» **Short exercise 1**
Which lines of the listing below contain the word "stone"? Copy each of them, and treat case as significant.

» **Text passage**
/---

= Synagogue of Satan =

Term used in the Book of Revelation to refer to persecutors of Christians

Synagogue of Satan (συναγωγή τοῦ Σατανᾶ) is a phrase from Revelation 2:9 and 3:9 in which Jesus refers to a group persecuting the church claiming to be Jews but are not. The exact meaning of who the text is referring to is unclear, but there are two prevailing views: either unbelieving Jews who did not recognize Christ as Messiah, or Christians who have integrated into practices of the surrounding culture. While it may seem antisemitic if taken out of context, the author of Revelation was likely Jewish and the use of the word "Jew" in Revelation is consistently positive.

Later Church Fathers used the same phrase or similar in polemical writings warning against Jews infiltrating the church, or Christians attending synagogue. During the Reformation the phrase was used in polemics against the Catholic church.

In the modern era, the verses have been used to justify antisemitism by conspiracy theorists and followers of Christian Identity who believe the Serpent seed doctrine that Jews are the literal descendants of Satan. They are also used as a catch-all for describing non-Christian religious practices as being of the devil.

==Revelation==
In the New Testament book of Revelation, in the letters to the early Christian churches of Smyrna and Philadelphia in Revelation 2:9 and 3:9, Jesus refers to the Synagogue of Satan, in each case referring to a group persecuting the church "who say they are Jews and are not".
And to the angel of the church in Smyrna write: "The words of the first and the last, who died and came to life. I know your tribulation and your poverty (but you are rich) and the slander of those who say that they are Jews and are not, but are a synagogue of Satan."
— (ESV)

\---

» **Record set**
/---

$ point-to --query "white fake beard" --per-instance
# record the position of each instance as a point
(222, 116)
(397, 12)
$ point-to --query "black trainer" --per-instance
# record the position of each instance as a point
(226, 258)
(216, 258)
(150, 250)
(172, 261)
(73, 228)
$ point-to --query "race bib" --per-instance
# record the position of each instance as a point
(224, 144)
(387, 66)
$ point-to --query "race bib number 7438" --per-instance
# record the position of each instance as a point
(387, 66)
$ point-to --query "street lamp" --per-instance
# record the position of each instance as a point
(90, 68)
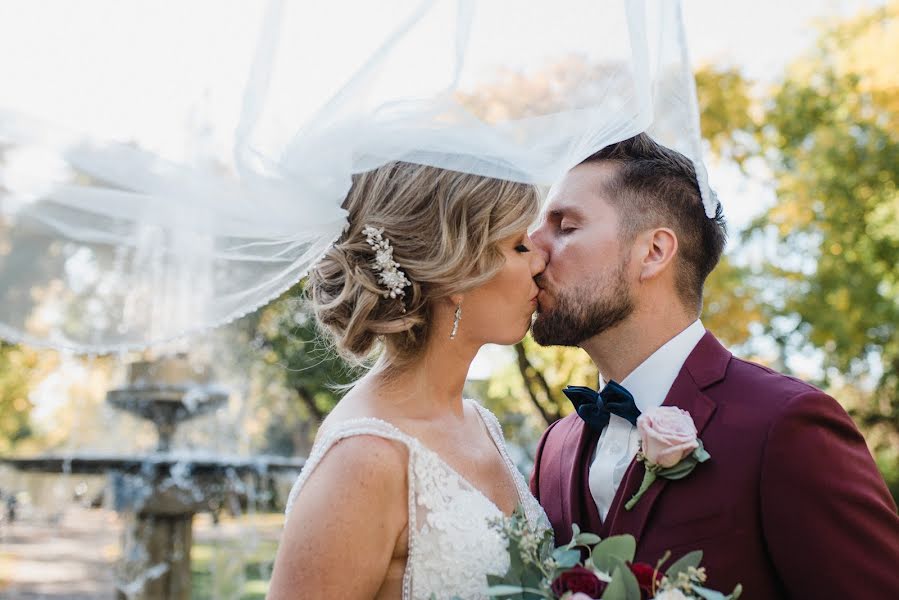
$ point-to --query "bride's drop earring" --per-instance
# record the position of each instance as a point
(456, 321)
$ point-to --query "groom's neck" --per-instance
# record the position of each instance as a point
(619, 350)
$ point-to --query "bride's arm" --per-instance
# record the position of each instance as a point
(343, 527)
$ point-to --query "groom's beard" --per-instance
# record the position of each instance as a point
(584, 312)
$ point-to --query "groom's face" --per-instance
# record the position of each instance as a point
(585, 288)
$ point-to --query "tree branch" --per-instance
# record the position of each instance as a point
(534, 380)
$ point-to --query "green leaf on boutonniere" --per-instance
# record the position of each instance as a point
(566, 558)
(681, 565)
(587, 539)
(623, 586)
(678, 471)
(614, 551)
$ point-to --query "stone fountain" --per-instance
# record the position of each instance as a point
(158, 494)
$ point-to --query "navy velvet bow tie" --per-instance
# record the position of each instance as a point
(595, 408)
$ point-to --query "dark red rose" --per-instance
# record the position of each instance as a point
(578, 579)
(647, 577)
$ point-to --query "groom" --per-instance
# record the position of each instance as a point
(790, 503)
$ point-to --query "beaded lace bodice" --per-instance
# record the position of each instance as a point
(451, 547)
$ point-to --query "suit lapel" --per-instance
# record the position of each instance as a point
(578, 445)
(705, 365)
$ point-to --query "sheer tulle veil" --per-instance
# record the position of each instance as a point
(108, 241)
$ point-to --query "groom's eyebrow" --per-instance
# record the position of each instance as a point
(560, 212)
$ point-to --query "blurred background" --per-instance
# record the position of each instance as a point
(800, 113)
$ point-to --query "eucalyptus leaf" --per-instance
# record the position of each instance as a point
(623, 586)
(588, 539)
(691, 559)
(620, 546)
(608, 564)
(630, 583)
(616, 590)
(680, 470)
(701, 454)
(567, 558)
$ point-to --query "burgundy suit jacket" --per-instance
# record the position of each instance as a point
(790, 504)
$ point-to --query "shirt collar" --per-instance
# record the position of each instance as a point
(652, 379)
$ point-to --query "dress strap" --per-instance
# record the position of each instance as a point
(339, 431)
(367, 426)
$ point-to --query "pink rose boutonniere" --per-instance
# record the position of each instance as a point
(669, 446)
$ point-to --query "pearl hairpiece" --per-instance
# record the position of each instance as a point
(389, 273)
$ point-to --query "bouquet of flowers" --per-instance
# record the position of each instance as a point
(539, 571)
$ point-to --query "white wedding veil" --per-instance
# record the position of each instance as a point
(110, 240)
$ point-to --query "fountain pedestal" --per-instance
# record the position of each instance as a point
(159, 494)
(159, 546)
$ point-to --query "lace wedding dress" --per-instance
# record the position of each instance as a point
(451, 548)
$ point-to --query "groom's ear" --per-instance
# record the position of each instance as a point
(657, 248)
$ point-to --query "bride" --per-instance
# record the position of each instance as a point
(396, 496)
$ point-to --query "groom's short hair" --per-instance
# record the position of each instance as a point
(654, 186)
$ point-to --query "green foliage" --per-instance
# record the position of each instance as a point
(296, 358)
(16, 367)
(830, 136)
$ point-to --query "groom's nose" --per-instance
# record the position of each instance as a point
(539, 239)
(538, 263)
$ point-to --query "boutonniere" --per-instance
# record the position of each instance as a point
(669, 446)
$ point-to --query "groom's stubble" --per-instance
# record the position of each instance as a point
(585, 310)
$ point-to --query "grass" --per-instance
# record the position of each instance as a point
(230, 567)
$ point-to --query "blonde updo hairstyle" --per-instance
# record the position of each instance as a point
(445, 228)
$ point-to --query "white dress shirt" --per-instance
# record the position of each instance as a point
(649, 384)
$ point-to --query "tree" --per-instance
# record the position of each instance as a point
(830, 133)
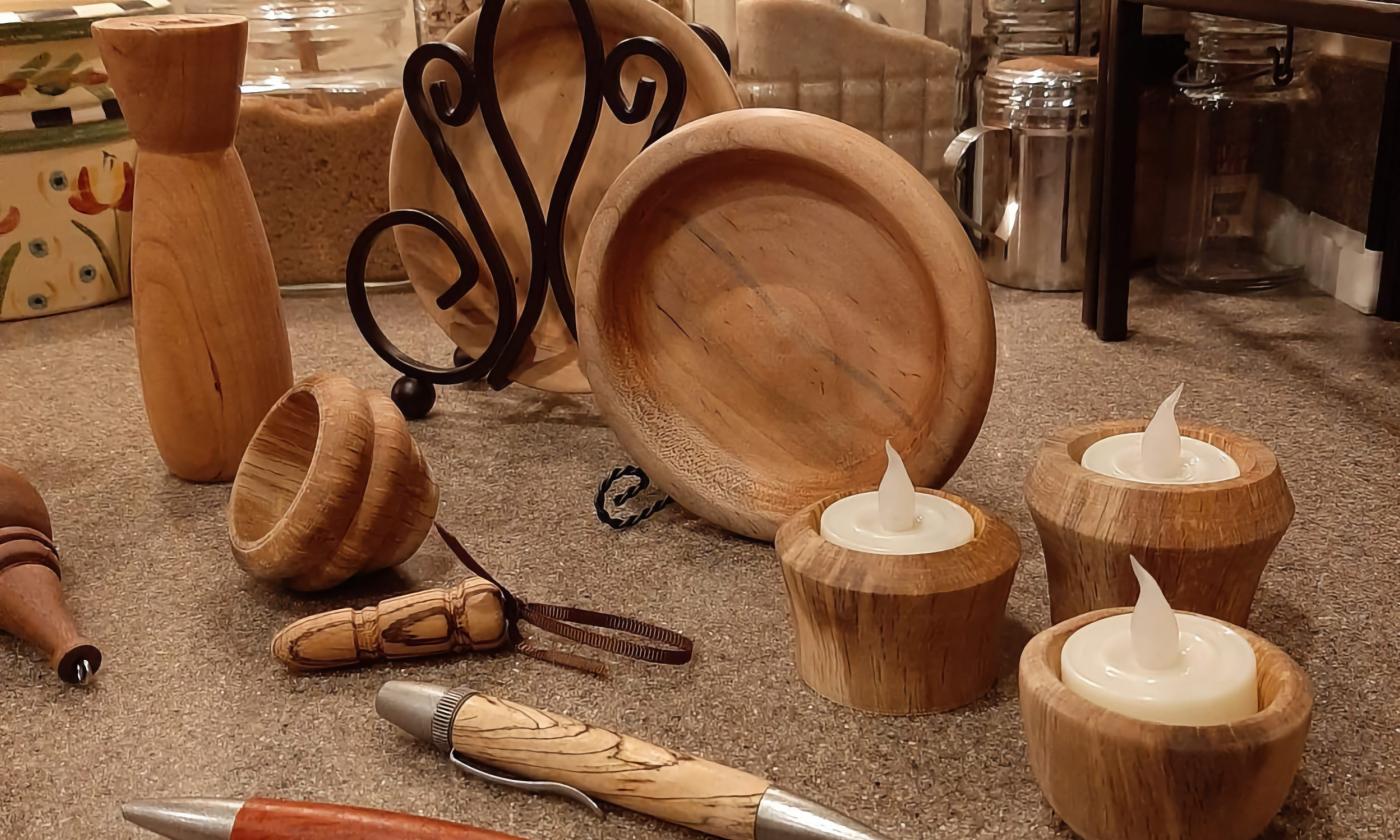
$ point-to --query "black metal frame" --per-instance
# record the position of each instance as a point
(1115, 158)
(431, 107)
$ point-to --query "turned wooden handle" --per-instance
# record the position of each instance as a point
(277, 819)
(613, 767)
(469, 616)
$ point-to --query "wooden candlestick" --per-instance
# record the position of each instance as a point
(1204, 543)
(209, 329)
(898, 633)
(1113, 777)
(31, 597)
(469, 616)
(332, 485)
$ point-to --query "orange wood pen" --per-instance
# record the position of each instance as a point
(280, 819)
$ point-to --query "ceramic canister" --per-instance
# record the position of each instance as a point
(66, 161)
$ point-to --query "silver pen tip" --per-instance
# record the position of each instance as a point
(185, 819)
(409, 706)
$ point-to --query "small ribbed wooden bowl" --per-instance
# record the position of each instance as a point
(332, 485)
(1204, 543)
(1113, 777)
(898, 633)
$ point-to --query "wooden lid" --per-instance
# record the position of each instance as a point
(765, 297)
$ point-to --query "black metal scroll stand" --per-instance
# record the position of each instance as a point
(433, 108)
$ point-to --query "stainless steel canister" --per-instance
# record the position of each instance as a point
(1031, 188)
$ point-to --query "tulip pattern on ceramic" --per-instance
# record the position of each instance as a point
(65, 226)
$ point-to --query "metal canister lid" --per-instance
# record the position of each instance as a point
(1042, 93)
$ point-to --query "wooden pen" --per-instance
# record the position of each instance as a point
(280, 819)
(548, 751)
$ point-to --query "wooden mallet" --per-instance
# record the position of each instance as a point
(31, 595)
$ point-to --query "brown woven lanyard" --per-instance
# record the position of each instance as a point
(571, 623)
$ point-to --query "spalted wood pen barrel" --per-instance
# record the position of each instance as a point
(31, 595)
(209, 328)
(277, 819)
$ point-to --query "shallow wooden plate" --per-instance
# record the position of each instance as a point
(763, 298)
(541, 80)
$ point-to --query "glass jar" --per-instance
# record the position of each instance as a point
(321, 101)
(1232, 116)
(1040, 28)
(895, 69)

\---
/---

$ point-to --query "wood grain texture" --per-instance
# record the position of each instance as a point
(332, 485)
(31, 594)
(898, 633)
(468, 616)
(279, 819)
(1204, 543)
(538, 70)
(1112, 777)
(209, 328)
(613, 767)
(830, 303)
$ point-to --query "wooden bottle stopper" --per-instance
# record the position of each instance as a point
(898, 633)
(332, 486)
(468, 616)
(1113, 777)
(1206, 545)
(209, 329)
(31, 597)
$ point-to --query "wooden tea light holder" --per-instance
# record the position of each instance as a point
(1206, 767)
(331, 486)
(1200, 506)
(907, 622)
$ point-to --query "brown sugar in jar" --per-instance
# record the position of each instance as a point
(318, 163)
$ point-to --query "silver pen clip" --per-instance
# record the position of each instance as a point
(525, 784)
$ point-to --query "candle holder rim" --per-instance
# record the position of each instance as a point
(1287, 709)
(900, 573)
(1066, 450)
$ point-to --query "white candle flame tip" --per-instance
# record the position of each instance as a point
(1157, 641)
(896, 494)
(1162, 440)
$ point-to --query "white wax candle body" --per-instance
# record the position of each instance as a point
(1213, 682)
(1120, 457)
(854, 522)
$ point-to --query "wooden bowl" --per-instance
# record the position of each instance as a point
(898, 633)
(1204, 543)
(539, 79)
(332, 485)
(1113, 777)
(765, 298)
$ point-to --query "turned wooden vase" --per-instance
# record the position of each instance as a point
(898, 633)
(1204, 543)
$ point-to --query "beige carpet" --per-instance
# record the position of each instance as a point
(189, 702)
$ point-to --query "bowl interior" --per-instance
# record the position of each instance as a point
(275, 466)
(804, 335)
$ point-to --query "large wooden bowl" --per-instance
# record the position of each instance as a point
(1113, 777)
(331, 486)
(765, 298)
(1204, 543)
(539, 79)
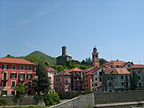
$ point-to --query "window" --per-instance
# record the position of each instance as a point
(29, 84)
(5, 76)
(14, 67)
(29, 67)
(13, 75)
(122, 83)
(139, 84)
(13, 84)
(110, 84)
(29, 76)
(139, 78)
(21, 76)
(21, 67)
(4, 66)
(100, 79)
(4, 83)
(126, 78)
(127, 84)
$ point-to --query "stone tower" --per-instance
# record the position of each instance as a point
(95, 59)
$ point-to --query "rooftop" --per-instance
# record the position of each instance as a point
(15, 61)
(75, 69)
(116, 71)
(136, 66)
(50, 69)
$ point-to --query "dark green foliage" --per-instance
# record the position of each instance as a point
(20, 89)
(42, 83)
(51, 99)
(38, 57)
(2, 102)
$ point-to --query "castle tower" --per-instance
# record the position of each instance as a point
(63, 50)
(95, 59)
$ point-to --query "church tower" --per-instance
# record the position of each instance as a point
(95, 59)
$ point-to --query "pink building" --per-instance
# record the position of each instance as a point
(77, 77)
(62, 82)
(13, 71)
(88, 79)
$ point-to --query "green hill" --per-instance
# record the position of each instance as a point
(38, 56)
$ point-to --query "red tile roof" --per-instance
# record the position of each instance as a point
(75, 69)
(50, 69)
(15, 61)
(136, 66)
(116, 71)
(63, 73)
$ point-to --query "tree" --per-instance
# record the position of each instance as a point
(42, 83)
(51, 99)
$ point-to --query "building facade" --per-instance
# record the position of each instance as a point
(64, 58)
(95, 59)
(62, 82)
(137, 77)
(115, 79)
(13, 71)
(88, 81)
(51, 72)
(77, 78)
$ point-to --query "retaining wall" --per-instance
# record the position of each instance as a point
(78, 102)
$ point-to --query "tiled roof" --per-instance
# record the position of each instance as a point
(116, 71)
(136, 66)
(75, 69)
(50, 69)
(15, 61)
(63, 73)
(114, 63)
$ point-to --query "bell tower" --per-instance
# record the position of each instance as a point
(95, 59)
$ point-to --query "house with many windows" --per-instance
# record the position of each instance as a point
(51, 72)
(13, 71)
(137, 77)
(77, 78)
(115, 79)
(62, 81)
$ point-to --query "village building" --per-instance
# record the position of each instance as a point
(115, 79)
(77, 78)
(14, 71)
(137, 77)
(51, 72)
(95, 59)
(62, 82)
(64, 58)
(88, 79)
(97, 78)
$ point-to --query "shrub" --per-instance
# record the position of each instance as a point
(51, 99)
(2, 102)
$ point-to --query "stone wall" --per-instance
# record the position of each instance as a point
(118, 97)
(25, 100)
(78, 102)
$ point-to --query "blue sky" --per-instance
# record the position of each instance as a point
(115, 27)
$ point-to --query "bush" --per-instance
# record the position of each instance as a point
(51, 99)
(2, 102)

\---

» **Short exercise 2**
Can you reproduce the Synagogue of Satan article above, starting at "In the modern" and ending at "of the devil.", but swap "catch-all" for "blanket term"?

» **Task answer 1**
$ point-to --query "stone fountain" --per-instance
$ point-to --query "stone tower" --per-instance
$ point-to --query "stone wall" --per-instance

» **Task answer 2**
In the modern era, the verses have been used to justify antisemitism by conspiracy theorists and followers of Christian Identity who believe the Serpent seed doctrine that Jews are the literal descendants of Satan. They are also used as a blanket term for describing non-Christian religious practices as being of the devil.